▸ **Your goal**:
For the entries that follow, restate word for word the line containing "shape point(264, 369)", the line containing "shape point(503, 201)", and every line that lies between them.

▸ **Record extracts**:
——————————

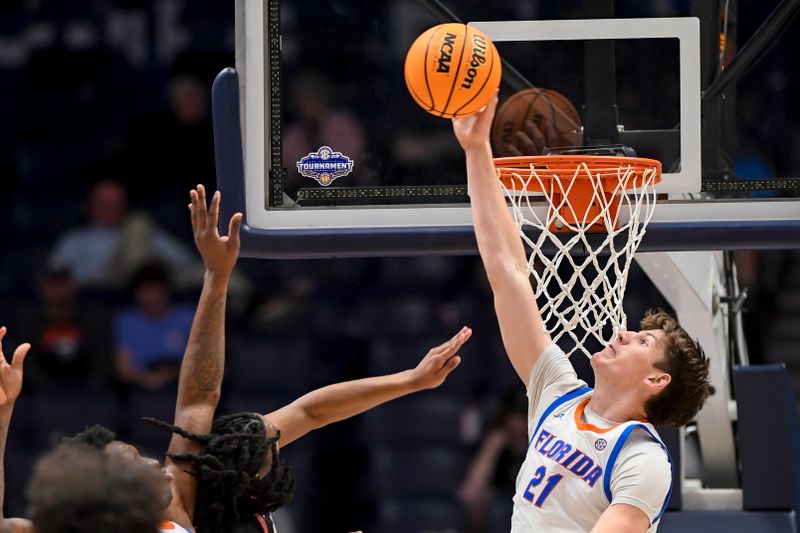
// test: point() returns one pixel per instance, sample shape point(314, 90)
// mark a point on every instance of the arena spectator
point(150, 338)
point(72, 343)
point(115, 242)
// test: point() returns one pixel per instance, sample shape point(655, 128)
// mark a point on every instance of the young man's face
point(630, 361)
point(128, 451)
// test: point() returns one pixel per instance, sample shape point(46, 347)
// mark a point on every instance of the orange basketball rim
point(584, 191)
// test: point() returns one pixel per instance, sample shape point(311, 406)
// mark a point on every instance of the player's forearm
point(204, 360)
point(498, 236)
point(344, 400)
point(5, 420)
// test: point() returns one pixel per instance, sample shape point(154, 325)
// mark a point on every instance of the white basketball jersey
point(564, 484)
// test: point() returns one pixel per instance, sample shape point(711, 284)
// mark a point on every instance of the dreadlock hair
point(95, 437)
point(228, 485)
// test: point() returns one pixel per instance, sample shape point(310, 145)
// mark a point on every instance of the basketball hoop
point(598, 206)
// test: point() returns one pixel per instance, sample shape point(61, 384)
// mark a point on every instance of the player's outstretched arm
point(622, 518)
point(200, 380)
point(343, 400)
point(500, 246)
point(10, 387)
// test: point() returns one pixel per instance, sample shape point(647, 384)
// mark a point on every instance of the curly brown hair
point(80, 489)
point(686, 363)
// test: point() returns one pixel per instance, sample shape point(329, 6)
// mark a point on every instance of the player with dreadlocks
point(228, 474)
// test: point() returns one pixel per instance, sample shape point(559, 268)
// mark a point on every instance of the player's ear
point(658, 381)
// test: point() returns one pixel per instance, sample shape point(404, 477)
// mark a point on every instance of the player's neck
point(616, 406)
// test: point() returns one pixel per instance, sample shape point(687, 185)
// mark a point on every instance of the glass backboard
point(327, 83)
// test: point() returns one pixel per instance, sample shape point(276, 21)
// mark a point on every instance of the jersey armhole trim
point(612, 459)
point(554, 405)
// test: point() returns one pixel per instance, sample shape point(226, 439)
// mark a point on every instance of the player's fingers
point(19, 356)
point(451, 364)
point(213, 212)
point(446, 350)
point(202, 208)
point(193, 207)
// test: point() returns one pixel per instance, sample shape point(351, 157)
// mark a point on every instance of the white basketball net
point(584, 291)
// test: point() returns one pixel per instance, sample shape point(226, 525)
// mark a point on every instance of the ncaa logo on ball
point(325, 165)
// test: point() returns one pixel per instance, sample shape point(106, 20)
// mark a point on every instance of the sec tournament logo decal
point(325, 165)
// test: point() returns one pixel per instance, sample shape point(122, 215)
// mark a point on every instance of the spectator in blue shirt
point(150, 338)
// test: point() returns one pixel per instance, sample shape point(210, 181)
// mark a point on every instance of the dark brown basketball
point(552, 113)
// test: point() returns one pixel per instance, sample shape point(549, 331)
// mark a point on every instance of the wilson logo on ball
point(452, 70)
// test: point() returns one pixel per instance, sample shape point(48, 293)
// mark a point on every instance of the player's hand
point(219, 253)
point(439, 362)
point(11, 374)
point(472, 131)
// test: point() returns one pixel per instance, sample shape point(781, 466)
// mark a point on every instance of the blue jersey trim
point(553, 406)
point(612, 458)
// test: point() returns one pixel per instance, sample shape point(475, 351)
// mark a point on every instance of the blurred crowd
point(106, 126)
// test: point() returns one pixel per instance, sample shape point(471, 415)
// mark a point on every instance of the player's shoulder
point(644, 450)
point(168, 526)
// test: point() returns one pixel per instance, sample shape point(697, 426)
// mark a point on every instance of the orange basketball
point(551, 113)
point(452, 70)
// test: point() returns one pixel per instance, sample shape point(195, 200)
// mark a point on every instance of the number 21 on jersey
point(536, 480)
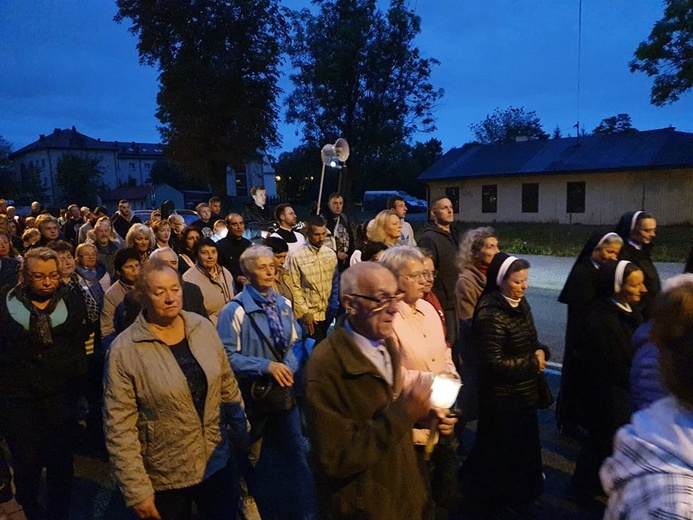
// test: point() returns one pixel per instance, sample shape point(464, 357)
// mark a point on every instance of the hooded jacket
point(650, 474)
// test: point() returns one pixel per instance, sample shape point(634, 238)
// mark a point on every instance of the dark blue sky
point(67, 63)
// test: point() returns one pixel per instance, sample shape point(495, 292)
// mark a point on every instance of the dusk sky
point(67, 63)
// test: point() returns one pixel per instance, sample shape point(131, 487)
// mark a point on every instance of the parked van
point(377, 201)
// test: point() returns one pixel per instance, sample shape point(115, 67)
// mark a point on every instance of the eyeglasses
point(414, 277)
point(382, 303)
point(39, 277)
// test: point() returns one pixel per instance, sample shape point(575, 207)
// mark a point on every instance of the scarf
point(40, 320)
point(275, 322)
point(80, 285)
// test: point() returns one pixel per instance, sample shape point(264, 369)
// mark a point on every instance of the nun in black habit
point(612, 320)
point(579, 291)
point(504, 468)
point(638, 229)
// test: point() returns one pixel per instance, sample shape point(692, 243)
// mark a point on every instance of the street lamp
point(332, 155)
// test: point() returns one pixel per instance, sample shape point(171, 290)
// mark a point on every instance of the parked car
point(377, 201)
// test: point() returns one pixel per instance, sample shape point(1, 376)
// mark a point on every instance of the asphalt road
point(549, 319)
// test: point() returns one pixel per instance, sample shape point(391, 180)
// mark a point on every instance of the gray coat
point(153, 433)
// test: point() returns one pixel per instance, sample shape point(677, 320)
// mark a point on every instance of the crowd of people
point(250, 366)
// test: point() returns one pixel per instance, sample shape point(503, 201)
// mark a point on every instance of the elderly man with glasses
point(360, 412)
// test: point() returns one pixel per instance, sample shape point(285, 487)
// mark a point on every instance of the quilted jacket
point(506, 339)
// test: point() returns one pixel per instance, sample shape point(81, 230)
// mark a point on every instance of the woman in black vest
point(504, 468)
point(578, 293)
point(638, 229)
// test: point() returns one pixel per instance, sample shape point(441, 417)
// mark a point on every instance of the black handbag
point(263, 396)
point(545, 397)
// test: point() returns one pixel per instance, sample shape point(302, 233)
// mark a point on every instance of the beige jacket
point(154, 436)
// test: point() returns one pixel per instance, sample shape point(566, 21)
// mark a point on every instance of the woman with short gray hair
point(142, 239)
point(263, 342)
point(424, 353)
point(478, 248)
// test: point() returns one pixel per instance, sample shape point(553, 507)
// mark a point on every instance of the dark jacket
point(121, 225)
point(230, 249)
point(9, 272)
point(29, 368)
point(362, 451)
point(608, 362)
point(256, 217)
point(443, 246)
point(506, 340)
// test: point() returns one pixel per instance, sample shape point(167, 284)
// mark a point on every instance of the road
point(547, 276)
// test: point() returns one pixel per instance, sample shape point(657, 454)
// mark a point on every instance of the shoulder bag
point(263, 396)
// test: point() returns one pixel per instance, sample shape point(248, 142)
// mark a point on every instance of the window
point(241, 185)
point(575, 197)
point(454, 195)
point(489, 198)
point(530, 197)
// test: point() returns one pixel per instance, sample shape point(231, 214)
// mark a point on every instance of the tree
point(79, 178)
point(218, 64)
point(503, 126)
point(617, 124)
point(359, 76)
point(667, 54)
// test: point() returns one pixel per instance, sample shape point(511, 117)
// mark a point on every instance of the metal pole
point(322, 180)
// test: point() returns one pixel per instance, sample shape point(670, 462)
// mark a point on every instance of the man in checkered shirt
point(314, 280)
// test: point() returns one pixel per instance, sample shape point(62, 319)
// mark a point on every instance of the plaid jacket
point(650, 474)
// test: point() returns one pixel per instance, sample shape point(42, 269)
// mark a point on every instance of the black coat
point(29, 368)
point(506, 340)
point(443, 246)
point(608, 362)
point(641, 258)
point(230, 249)
point(9, 272)
point(579, 293)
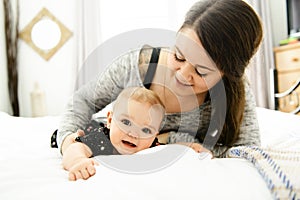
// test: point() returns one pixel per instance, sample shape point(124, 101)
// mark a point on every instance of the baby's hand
point(84, 169)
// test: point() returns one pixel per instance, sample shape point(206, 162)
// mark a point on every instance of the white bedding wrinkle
point(31, 170)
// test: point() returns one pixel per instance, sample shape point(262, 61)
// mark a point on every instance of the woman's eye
point(200, 73)
point(126, 122)
point(178, 58)
point(147, 131)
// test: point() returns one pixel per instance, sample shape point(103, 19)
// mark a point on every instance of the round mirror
point(46, 34)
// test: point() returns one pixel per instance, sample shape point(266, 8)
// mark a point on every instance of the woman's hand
point(196, 146)
point(83, 169)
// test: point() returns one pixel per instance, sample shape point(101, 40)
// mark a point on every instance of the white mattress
point(30, 169)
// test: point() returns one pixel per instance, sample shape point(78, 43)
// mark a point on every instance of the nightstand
point(287, 62)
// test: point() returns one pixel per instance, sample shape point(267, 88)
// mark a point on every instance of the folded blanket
point(278, 164)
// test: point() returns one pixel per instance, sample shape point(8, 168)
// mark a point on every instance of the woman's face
point(192, 71)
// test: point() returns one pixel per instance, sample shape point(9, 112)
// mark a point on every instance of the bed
point(30, 169)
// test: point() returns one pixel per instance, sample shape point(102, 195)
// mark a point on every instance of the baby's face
point(134, 126)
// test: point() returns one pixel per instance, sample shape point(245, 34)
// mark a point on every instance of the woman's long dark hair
point(231, 32)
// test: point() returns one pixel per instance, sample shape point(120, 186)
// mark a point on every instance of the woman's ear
point(109, 118)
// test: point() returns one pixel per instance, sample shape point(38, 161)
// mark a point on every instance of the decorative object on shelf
point(45, 34)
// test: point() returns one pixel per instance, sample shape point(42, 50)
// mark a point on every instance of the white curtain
point(101, 20)
point(263, 62)
point(88, 37)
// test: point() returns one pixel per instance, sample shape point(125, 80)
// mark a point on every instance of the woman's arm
point(249, 129)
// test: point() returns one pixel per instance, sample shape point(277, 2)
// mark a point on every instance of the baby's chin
point(123, 151)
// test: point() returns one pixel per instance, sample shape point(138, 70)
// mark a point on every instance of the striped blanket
point(278, 164)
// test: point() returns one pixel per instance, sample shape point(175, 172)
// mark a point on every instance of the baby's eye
point(179, 58)
point(126, 122)
point(147, 131)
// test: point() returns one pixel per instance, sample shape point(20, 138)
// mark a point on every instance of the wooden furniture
point(287, 86)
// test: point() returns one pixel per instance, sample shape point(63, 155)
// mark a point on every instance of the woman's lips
point(183, 83)
point(128, 144)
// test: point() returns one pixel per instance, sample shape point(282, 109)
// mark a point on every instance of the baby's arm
point(76, 159)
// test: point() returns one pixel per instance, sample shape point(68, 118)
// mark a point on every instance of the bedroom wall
point(55, 76)
point(279, 20)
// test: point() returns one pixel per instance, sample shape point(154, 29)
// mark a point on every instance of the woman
point(200, 81)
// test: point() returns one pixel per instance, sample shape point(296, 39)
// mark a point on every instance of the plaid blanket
point(278, 164)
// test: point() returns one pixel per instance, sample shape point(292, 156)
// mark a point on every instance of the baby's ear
point(109, 118)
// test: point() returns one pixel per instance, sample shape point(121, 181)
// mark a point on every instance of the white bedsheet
point(30, 169)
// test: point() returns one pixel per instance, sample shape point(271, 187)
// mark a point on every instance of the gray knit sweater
point(125, 72)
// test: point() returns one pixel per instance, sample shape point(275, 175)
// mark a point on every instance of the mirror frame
point(25, 34)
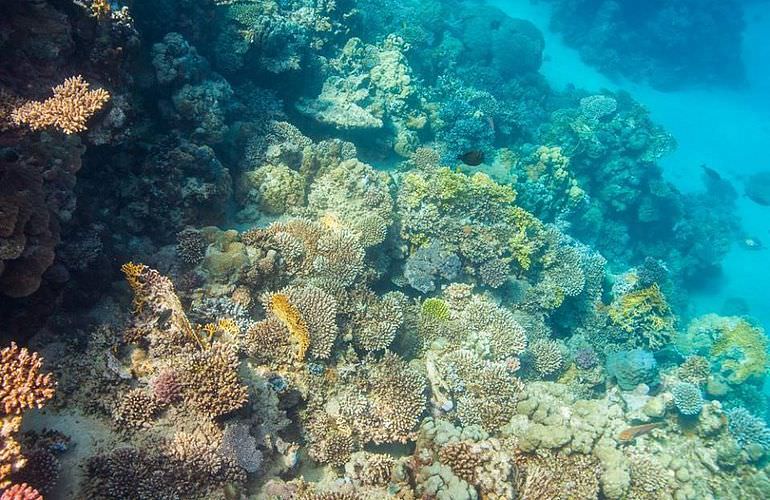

——————————

▸ **Output of the exercise**:
// test: point() returns one pixel per instance, sample shape point(264, 369)
// mark a point on every instance of the nun in black habit
point(612, 320)
point(579, 291)
point(504, 468)
point(638, 229)
// test: point() returns one pixel per instance, sample shape point(692, 243)
// mark a point on every instance of the street lamp
point(332, 155)
// test: point() returns one pixel per instance, sample shape point(171, 290)
// mark a point on every instance of the parked car
point(377, 201)
// test: point() returns one pixel per instance, sample shape point(1, 376)
// mark a point on every instance of the asphalt road
point(549, 319)
// test: point() returns one pixel per instance, sample shape point(391, 180)
// mark a point on every instance of the gray coat
point(153, 433)
// test: point() returns one pixel per instance, sample shape point(677, 320)
// mark a point on every instance of the crowd of people
point(250, 366)
// test: point() returns one pixel per instance, sample shape point(503, 201)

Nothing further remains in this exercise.